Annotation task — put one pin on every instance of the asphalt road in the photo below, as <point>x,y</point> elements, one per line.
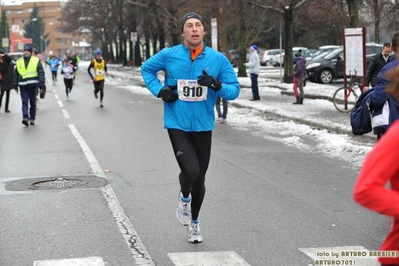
<point>266,203</point>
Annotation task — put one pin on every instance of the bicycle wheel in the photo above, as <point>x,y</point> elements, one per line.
<point>342,105</point>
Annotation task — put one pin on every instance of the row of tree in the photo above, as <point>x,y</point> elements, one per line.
<point>309,23</point>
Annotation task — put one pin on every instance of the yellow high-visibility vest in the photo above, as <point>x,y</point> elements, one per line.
<point>31,70</point>
<point>99,69</point>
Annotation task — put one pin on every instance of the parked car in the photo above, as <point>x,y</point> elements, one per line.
<point>305,54</point>
<point>270,57</point>
<point>325,70</point>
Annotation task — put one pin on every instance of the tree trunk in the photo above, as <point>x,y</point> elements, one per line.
<point>242,39</point>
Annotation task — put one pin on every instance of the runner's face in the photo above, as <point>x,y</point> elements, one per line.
<point>193,32</point>
<point>386,51</point>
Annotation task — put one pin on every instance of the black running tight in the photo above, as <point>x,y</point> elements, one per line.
<point>192,151</point>
<point>99,87</point>
<point>54,75</point>
<point>68,85</point>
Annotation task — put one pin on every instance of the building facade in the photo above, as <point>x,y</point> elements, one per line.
<point>50,12</point>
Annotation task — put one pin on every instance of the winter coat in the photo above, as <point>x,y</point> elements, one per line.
<point>190,116</point>
<point>376,64</point>
<point>7,70</point>
<point>253,64</point>
<point>371,191</point>
<point>379,97</point>
<point>54,64</point>
<point>299,69</point>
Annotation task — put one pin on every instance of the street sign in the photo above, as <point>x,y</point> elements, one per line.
<point>15,28</point>
<point>133,36</point>
<point>5,42</point>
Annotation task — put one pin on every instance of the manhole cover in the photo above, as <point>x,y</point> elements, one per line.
<point>60,183</point>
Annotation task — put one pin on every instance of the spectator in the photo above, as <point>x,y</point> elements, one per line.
<point>386,108</point>
<point>253,66</point>
<point>299,73</point>
<point>376,64</point>
<point>222,116</point>
<point>381,167</point>
<point>7,81</point>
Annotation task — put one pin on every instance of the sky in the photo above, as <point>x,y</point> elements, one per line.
<point>18,2</point>
<point>270,125</point>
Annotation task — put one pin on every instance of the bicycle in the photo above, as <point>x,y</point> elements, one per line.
<point>345,98</point>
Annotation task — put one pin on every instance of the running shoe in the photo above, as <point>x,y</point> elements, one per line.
<point>183,211</point>
<point>194,232</point>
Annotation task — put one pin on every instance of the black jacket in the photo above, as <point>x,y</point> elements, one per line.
<point>376,64</point>
<point>7,70</point>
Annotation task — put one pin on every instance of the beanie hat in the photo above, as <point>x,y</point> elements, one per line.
<point>28,48</point>
<point>188,16</point>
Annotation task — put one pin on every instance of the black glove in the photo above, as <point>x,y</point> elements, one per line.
<point>209,81</point>
<point>168,95</point>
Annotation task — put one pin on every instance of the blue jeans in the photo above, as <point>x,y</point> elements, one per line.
<point>254,86</point>
<point>28,96</point>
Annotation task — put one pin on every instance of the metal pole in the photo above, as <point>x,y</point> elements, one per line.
<point>281,48</point>
<point>41,38</point>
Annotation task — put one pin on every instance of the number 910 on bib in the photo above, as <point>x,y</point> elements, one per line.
<point>190,90</point>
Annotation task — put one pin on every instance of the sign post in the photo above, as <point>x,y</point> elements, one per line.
<point>133,38</point>
<point>354,53</point>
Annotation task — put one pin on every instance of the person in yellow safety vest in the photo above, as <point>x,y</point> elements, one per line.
<point>97,71</point>
<point>29,74</point>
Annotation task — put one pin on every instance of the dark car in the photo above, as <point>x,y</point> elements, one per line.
<point>331,66</point>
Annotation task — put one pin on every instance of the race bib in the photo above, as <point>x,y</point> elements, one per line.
<point>100,72</point>
<point>190,90</point>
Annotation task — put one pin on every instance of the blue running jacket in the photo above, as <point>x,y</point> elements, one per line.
<point>176,63</point>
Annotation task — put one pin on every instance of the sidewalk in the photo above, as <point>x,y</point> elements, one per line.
<point>276,100</point>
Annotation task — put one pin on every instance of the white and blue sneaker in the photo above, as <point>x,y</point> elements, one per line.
<point>194,232</point>
<point>183,211</point>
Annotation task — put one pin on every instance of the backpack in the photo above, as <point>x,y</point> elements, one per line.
<point>360,116</point>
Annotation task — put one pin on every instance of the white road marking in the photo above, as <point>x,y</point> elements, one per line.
<point>60,104</point>
<point>65,113</point>
<point>352,255</point>
<point>89,261</point>
<point>215,258</point>
<point>130,235</point>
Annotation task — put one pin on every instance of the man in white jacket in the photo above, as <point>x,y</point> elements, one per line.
<point>253,66</point>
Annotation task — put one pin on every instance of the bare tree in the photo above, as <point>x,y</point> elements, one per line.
<point>286,8</point>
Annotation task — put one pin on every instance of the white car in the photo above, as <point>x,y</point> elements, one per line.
<point>270,57</point>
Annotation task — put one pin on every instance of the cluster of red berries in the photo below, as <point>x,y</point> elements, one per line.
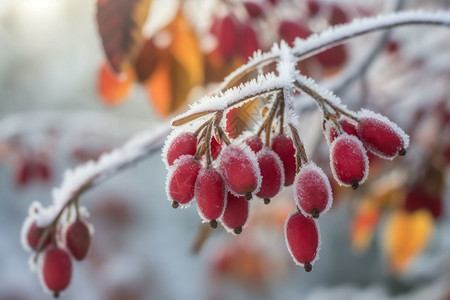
<point>55,248</point>
<point>230,176</point>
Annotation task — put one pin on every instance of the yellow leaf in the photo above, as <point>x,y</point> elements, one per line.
<point>406,236</point>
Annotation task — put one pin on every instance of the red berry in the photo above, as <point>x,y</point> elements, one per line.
<point>418,198</point>
<point>253,8</point>
<point>289,30</point>
<point>338,16</point>
<point>284,147</point>
<point>334,57</point>
<point>272,174</point>
<point>210,193</point>
<point>349,162</point>
<point>313,7</point>
<point>249,42</point>
<point>236,213</point>
<point>239,167</point>
<point>181,180</point>
<point>255,143</point>
<point>312,190</point>
<point>381,136</point>
<point>185,143</point>
<point>227,33</point>
<point>56,269</point>
<point>78,239</point>
<point>302,239</point>
<point>34,234</point>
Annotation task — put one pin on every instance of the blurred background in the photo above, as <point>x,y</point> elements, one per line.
<point>79,78</point>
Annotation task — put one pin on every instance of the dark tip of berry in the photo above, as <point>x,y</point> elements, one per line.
<point>308,267</point>
<point>315,213</point>
<point>213,223</point>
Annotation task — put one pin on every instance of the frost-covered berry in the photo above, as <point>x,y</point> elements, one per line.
<point>34,234</point>
<point>78,239</point>
<point>239,168</point>
<point>255,143</point>
<point>181,180</point>
<point>272,174</point>
<point>347,126</point>
<point>210,193</point>
<point>349,161</point>
<point>284,147</point>
<point>185,143</point>
<point>381,136</point>
<point>236,214</point>
<point>302,239</point>
<point>312,190</point>
<point>56,269</point>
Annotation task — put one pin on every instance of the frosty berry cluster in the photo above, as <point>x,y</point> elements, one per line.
<point>55,246</point>
<point>223,174</point>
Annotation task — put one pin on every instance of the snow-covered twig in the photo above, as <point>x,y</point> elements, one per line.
<point>77,181</point>
<point>304,48</point>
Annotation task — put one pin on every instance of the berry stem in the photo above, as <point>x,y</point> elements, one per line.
<point>300,153</point>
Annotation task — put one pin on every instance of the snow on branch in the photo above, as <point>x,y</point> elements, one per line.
<point>304,48</point>
<point>92,173</point>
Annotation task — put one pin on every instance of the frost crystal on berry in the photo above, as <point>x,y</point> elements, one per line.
<point>302,239</point>
<point>381,136</point>
<point>349,161</point>
<point>312,190</point>
<point>236,214</point>
<point>239,168</point>
<point>272,174</point>
<point>181,180</point>
<point>210,193</point>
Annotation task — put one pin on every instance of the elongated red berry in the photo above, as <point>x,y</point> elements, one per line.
<point>239,168</point>
<point>78,239</point>
<point>272,174</point>
<point>56,269</point>
<point>381,136</point>
<point>210,193</point>
<point>302,239</point>
<point>185,143</point>
<point>236,214</point>
<point>255,143</point>
<point>284,147</point>
<point>349,161</point>
<point>34,234</point>
<point>312,190</point>
<point>181,180</point>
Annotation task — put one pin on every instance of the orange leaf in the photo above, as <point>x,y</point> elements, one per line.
<point>119,24</point>
<point>363,225</point>
<point>179,67</point>
<point>111,87</point>
<point>406,236</point>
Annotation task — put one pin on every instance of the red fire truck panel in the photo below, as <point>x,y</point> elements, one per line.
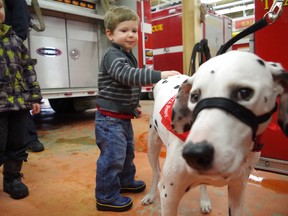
<point>271,44</point>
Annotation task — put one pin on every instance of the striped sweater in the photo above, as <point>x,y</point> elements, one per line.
<point>120,81</point>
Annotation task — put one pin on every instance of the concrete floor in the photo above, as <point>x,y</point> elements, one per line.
<point>61,179</point>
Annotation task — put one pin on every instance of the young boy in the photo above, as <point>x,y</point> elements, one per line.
<point>117,102</point>
<point>19,93</point>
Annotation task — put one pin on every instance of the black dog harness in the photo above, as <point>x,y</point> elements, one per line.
<point>242,113</point>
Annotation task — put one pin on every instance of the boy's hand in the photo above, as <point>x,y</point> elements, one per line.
<point>36,108</point>
<point>166,74</point>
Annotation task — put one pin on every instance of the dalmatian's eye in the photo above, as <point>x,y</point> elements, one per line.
<point>242,94</point>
- - - -
[To be done] Reproduce every line of the entries, starting at the line that has "of the person" and stopping after the line that has "<point>130,235</point>". Leave all the other wording as it is, but scale each x and y coordinate in the answers by 0.5 and round to whole numbers, with halves rounded up.

[Output for this exercise]
Annotation task — put one pin on every instance of the person in yellow safety vest in the photo above, as <point>x,y</point> elements, one per line.
<point>49,36</point>
<point>15,37</point>
Annotation task — put one pin on every instance of the dark car in the photo above, as <point>x,y</point> elements, one per line.
<point>166,33</point>
Annotation task — put one pin on every instance of the race bib in the photo above, as <point>x,y</point> elements, one per line.
<point>50,36</point>
<point>95,45</point>
Annotation task — put one pin on every instance of the blue running jacket in the photo above, as <point>x,y</point> elements, one per line.
<point>88,32</point>
Annotation task — put one pin on every instance of the sidewalk in the photo above, as <point>x,y</point> elements, one per line.
<point>138,50</point>
Annotation task — put one pin on every instance of the white and blue sneaker in the photo above, as <point>x,y</point> elements, one per line.
<point>97,116</point>
<point>92,106</point>
Annotation task — put one pin on every instance of the backpack in the photo above, as <point>x,y</point> elements, one per line.
<point>180,58</point>
Annotation task — put one pin on every instance of the white road marking in the photo above, as <point>x,y</point> elements, one per line.
<point>30,52</point>
<point>33,57</point>
<point>176,128</point>
<point>45,131</point>
<point>108,129</point>
<point>65,118</point>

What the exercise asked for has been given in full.